DESCRIPTION OF THE TASK -> Please find every line in the data below that contains the word "ocean" and copy each of those lines in full. Case counts when matching.

INFORMATION PROVIDED ->
>>>>
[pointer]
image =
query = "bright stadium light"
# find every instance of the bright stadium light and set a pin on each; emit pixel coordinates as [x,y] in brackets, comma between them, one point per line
<<<<
>>>>
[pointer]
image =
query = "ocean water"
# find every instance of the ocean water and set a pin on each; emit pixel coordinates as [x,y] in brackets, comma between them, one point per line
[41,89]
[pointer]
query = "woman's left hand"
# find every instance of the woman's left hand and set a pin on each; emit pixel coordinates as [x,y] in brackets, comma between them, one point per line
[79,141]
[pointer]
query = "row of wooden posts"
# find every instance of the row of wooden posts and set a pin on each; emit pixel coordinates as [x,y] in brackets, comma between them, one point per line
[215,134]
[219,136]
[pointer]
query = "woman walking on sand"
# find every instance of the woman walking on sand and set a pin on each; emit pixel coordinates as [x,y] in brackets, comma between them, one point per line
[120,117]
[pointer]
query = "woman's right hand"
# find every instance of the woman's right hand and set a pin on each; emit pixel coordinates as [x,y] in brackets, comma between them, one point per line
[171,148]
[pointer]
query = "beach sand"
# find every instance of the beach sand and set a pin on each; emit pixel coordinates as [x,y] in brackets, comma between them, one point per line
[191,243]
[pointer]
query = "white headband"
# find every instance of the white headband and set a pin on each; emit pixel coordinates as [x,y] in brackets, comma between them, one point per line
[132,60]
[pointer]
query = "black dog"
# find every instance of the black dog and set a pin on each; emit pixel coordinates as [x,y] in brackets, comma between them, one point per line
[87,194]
<<<<
>>>>
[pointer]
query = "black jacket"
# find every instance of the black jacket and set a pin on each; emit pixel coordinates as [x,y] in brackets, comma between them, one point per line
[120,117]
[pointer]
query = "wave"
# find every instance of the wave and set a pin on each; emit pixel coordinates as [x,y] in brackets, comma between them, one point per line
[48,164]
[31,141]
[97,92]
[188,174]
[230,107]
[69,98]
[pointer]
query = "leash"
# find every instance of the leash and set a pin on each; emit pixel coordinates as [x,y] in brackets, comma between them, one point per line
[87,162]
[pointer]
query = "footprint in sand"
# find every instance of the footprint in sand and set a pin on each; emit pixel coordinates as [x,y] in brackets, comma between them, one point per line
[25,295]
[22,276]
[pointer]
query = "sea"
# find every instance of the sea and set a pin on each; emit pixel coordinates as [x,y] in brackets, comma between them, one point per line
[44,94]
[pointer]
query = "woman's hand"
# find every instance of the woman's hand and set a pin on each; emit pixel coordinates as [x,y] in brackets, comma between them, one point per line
<<<<
EXERCISE RESPONSE ->
query = "ocean water"
# find every instance of the ocean water and set a pin on each; emit pixel coordinates as [x,y] in brackets, comma between them, one point per line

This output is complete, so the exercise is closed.